* The records *
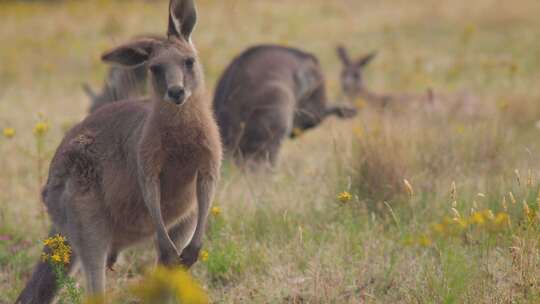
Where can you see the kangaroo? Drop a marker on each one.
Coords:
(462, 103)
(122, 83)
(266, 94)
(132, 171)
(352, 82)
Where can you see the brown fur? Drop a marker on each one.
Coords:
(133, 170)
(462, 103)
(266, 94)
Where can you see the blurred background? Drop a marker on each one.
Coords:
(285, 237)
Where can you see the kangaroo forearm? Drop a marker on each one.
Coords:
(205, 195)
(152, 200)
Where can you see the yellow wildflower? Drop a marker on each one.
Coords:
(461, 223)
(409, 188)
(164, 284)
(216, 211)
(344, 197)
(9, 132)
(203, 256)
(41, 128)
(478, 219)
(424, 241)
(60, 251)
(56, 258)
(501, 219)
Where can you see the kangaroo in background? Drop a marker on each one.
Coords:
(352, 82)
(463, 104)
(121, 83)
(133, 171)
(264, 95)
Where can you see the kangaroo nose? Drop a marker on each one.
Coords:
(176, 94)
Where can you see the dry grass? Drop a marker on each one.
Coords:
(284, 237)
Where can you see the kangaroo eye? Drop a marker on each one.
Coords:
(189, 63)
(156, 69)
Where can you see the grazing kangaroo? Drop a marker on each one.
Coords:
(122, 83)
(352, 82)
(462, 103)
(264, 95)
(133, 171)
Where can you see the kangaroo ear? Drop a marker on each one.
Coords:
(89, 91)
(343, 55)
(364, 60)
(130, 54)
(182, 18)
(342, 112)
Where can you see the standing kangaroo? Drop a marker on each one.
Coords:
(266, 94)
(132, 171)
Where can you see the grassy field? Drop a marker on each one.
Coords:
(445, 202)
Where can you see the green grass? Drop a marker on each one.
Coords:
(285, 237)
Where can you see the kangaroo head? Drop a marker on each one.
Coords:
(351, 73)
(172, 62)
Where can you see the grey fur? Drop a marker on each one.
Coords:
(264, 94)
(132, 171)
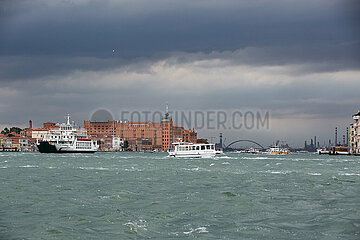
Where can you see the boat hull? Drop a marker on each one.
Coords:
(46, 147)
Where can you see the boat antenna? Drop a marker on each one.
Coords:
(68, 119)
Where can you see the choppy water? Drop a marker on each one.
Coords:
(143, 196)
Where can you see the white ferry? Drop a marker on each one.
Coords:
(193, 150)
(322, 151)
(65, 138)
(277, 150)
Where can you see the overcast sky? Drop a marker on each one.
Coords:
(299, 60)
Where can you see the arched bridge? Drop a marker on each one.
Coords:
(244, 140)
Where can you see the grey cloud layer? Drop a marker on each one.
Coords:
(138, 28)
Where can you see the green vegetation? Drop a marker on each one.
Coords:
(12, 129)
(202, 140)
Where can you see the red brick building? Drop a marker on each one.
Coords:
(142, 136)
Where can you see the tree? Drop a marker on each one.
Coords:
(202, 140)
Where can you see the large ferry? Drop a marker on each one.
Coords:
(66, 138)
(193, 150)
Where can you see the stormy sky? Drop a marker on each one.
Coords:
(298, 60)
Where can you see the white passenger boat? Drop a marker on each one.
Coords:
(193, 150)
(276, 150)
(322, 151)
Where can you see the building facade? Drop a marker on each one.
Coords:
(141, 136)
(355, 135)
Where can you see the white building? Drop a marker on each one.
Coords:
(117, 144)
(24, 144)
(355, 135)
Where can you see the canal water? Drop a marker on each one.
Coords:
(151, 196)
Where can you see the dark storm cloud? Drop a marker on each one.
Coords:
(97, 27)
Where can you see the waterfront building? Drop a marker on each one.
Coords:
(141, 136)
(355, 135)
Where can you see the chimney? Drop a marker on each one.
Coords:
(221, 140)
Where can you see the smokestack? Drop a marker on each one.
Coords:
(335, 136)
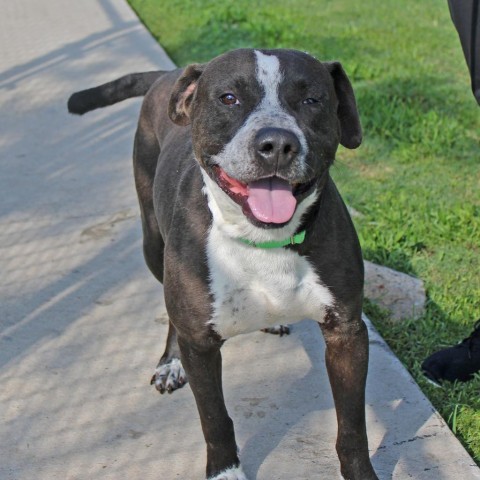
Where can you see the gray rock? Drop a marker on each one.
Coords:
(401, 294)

* Work instruction *
Which lines of the data above contain the string "background"? Copy each of them.

* Reply *
Where can you see the blurred background? Drop a marker on each one.
Where can you see the kangaroo in background? Drop a marker on each one.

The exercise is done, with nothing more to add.